::: PASSAGE

Personally, if I'm doing some kind of one-off processing, I much prefer the "let it fail and run it later" approach this kind of bookkeeping provides.

The main downside of using CSV files is that if you want to do anything remotely elaborate with them, you're going to have to write it yourself. For example, the two CSV file approach I described earlier lets you re-run failed sub-tasks, but it doesn't let you pause script execution and resume it from where you left off. You could totally implement that feature using CSV files as a storage backend, but there's an easier way!

Using SQLite Instead

It probably goes without saying, but this is not my idea. My brother is the one who first introduced me to the concept, and some cursory web searches show that the idea is rather common. Though, the terms "task queue" and "job queue" are sufficiently vague that it seems like everyone has a slightly different idea of what they entail.

The premise is straightforward:

• One table stores the tasks that still need processing.
• Another table stores the results of each processed task.
• When a task is completed, it is "moved" from the queue table to the results table.

I've been iterating on a version of this idea for a couple of months and I think it's ready to share. I'm a sucker for giving my projects funny little names, so I've called it Herd.

SQLite is incredibly common, so I can reasonably assume it's going to be on any machine I'm going to be using as a workstation. And if it's not available, it's easy to install.

SQLite also has drivers for a huge number of languages, so if I need to port Herd from Python to some other language, it should be pretty straightforward.

::::::
::: DATA UNDER STUDY

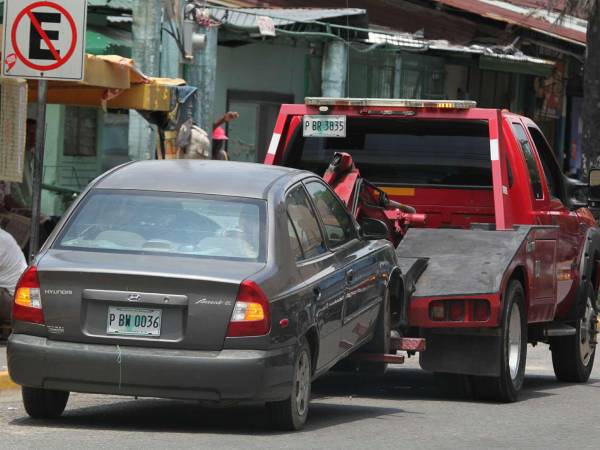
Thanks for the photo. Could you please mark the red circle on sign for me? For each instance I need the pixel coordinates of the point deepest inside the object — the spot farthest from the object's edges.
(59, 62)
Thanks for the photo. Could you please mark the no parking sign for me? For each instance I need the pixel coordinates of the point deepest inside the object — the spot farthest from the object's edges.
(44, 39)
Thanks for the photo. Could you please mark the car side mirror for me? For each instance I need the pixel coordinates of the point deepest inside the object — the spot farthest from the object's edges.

::::::
::: DATA UNDER STUDY

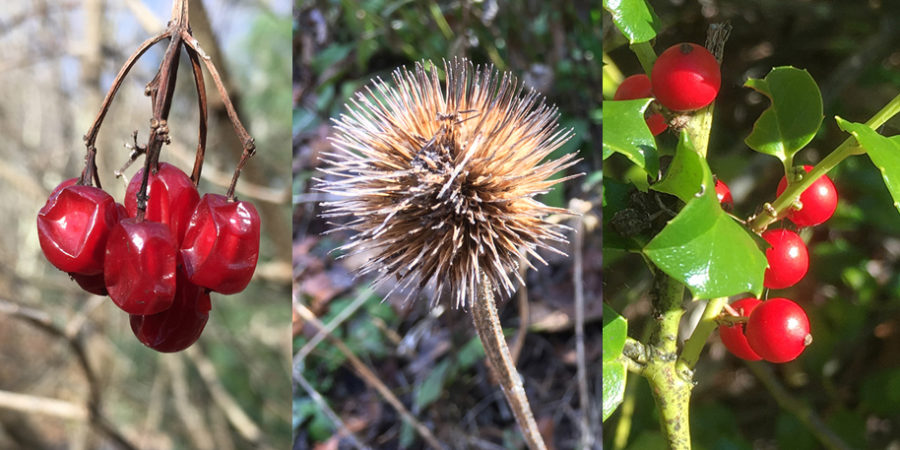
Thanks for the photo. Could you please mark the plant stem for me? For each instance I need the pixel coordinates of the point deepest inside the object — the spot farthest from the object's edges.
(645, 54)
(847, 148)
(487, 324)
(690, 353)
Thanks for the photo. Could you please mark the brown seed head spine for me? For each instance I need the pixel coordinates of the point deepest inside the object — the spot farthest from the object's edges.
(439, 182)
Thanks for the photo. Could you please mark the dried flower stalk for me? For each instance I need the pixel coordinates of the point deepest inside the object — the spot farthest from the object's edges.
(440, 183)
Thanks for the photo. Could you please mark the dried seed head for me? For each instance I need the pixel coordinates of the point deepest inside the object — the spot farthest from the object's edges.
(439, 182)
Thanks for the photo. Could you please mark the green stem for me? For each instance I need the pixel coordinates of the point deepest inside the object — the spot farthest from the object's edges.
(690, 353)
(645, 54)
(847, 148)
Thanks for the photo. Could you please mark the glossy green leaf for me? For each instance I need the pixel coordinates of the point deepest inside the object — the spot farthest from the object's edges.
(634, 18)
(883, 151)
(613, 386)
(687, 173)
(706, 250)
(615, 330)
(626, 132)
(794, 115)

::::::
::: DATA UNDER STUDY

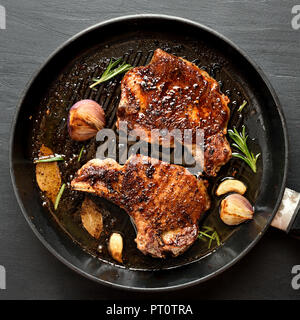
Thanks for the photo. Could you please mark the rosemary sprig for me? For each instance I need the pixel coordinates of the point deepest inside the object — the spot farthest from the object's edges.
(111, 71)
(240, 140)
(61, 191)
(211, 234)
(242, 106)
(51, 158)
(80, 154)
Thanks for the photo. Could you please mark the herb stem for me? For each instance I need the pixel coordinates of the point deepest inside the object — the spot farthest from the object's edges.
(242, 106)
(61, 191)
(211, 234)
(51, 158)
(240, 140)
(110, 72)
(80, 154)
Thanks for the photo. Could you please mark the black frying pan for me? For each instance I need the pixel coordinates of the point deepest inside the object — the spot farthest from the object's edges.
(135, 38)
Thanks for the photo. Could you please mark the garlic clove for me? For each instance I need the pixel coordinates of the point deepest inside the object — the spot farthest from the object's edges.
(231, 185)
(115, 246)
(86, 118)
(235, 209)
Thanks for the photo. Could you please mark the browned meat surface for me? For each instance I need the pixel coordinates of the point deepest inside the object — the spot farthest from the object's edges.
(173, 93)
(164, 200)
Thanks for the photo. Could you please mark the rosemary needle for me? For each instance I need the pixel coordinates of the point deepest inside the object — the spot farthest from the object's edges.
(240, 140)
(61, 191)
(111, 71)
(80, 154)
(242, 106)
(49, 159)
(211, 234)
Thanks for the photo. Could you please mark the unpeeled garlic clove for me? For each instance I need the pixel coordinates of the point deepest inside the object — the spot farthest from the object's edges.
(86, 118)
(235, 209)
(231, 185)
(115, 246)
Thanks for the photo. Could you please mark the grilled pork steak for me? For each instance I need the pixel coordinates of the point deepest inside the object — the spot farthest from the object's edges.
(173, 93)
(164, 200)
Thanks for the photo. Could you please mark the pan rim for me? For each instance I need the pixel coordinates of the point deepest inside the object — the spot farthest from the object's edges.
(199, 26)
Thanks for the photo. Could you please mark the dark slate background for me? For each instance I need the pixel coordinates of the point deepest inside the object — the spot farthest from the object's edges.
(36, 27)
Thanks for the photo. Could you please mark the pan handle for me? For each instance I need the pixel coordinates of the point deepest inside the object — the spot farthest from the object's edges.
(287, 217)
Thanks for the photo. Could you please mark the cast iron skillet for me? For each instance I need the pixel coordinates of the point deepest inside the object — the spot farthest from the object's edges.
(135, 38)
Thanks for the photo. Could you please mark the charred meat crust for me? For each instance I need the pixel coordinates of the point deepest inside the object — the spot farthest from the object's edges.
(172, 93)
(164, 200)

::::::

> TRY IT
Answer these questions from the passage on SQLite task queues.
1. What does the two CSV file approach let you re-run?
2. Who first introduced the writer to the concept of using SQLite instead?
3. What name did the writer give the project?
The records have nothing to do with the text.

> TASK ANSWER
1. Failed sub-tasks.
2. The writer's brother.
3. Herd.